_Consignes_
(1) Répondez à ces questions sur le texte consacré à Rapture :
(a) De quelle industrie vient le terme genius loci ?
(b) D'où Rapture tire-t-elle son énergie ?
(c) Quelle centrale électrique illustre cette exploitation énergétique ?
(2) Recopiez telles quelles les lignes de la liste, depuis la ligne contenant « Objective — one marker per instance of the dark » jusqu'à la fin de la liste, ces deux bornes incluses.

==== Texte à lire ====

Rapture : L’art déco comme l’âme de fond
Le terme unique a été galvaudé dans notre langage contemporain, mais il est indéniablement approprié pour décrire la ville sous-marine de Rapture. Rapture, à la fois oppressante et envoûtante, mérite pleinement le statut de genius loci, un terme emprunté à l’industrie du paysage et de l’environnement pour désigner un lieu qui possède une identité puissante et mémorable.
L’essence de Rapture découle en grande partie de son emplacement : les abysses de l’Atlantique. Ce choix n’a pas été fait au hasard ; il visait à isoler Rapture de la géographie terrestre traditionnelle tout en maintenant un lien essentiel avec la nature. En effet, la ville est ancrée dans la croûte terrestre, se développant en harmonie avec les contours de son environnement. Mais cette connexion va bien au-delà d’une simple disposition géographique : elle est vitale pour la survie même de la cité. Rapture puise son énergie des cheminées géothermiques océaniques, une source d’énergie authentique qui confère à la ville une tangibilité et une crédibilité remarquables. Cette exploitation énergétique est mise en lumière à travers la centrale électrique d’Hephaestus, illustrant l’importance vitale de cette énergie pour la prospérité de la cité.
Les coordonnées géographiques de Rapture, marquant son emplacement précis sur une carte, ajoutent une dimension supplémentaire de mystère et de réalisme à son récit. Cette dualité entre une localisation concrète et une existence presque mythique crée une ambiance troublante, inscrivant la ville dans une zone d’ambiguïté captivante, tout en la rapprochant de notre propre monde.

==== Données fournies ====

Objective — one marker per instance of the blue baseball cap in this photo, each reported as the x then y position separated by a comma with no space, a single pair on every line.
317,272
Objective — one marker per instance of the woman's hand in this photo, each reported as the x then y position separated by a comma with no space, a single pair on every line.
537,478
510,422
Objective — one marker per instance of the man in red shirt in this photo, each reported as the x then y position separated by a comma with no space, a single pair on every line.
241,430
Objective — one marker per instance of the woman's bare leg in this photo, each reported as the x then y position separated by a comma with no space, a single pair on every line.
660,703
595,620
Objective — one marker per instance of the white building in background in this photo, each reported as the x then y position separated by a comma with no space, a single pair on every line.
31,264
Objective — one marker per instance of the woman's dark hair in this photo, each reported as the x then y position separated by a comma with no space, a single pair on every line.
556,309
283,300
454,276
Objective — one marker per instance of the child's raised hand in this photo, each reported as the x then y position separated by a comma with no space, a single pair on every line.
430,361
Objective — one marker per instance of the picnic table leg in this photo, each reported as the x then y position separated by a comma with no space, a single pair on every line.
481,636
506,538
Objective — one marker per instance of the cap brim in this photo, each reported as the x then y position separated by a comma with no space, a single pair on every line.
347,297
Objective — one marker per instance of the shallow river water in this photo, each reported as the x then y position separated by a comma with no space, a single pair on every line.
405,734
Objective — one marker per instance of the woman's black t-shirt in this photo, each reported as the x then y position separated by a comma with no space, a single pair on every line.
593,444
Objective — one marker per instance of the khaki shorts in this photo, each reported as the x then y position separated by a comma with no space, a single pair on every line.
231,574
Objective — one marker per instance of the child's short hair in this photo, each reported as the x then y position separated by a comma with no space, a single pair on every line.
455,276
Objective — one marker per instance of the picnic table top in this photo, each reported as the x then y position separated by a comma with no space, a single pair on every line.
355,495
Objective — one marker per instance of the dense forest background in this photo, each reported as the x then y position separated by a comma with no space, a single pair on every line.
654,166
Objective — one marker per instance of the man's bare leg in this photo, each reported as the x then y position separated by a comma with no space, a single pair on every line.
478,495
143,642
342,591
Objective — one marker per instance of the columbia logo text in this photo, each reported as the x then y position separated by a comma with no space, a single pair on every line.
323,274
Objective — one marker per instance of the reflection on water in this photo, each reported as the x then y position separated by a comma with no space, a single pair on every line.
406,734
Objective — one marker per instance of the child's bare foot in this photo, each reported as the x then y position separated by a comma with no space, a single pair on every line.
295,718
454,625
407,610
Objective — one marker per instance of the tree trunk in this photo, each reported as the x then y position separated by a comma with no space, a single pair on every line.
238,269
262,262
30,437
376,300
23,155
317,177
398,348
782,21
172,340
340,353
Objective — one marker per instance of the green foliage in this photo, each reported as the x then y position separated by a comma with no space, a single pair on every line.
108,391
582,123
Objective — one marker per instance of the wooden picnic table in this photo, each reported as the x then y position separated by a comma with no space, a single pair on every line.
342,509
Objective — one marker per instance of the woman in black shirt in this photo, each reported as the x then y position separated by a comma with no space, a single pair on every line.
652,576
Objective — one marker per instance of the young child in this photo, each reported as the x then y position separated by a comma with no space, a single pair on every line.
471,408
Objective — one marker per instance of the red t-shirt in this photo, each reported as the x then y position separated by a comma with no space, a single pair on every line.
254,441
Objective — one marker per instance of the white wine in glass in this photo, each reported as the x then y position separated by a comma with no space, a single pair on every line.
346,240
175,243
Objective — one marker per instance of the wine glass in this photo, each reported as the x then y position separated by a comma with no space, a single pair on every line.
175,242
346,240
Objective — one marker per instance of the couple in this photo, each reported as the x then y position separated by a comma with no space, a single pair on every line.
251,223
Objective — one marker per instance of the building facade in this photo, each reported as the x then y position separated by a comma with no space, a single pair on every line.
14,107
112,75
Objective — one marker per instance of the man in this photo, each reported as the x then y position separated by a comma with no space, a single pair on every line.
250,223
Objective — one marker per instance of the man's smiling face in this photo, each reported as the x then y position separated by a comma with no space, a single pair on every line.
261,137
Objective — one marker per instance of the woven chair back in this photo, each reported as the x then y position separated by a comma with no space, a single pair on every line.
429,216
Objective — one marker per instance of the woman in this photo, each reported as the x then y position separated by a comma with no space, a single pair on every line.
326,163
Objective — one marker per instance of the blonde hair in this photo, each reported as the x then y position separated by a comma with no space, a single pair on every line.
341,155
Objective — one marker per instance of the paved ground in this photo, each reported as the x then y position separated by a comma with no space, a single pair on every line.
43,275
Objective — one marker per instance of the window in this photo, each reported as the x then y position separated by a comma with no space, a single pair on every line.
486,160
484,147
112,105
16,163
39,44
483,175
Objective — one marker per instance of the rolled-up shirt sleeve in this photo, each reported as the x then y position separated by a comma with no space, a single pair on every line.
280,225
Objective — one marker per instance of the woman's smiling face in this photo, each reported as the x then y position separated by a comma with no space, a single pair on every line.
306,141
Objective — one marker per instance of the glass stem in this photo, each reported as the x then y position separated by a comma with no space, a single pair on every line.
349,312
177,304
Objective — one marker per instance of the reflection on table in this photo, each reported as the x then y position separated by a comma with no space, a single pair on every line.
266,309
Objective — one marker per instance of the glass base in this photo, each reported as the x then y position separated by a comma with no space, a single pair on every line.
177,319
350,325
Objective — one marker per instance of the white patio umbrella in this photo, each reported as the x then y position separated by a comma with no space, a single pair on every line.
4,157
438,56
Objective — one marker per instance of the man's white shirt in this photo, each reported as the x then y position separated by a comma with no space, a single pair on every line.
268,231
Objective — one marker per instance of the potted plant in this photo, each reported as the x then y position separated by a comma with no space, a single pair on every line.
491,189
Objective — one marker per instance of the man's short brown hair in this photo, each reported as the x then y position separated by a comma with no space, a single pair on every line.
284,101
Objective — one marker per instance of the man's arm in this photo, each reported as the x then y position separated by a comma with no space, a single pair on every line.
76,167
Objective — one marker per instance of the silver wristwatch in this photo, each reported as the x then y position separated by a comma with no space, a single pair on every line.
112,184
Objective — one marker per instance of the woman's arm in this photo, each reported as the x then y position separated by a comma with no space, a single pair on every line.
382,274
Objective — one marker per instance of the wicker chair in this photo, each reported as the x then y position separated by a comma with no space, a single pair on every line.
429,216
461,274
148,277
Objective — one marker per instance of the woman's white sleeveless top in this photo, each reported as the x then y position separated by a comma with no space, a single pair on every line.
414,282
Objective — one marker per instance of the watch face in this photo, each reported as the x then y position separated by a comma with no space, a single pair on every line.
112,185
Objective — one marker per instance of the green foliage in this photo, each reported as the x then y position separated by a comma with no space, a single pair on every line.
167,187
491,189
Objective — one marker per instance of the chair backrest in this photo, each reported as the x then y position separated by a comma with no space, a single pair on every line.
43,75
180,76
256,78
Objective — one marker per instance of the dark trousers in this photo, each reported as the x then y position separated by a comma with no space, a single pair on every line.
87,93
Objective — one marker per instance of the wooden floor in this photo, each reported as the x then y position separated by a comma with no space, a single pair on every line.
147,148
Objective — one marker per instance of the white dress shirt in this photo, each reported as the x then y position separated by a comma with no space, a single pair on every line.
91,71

====

_Réponses attendues_
(1)
(a) De l'industrie du paysage et de l'environnement.
(b) Des cheminées géothermiques océaniques.
(c) La centrale électrique d'Hephaestus.

(2)
Objective — one marker per instance of the dark trousers in this photo, each reported as the x then y position separated by a comma with no space, a single pair on every line.
87,93
Objective — one marker per instance of the wooden floor in this photo, each reported as the x then y position separated by a comma with no space, a single pair on every line.
147,148
Objective — one marker per instance of the white dress shirt in this photo, each reported as the x then y position separated by a comma with no space, a single pair on every line.
91,71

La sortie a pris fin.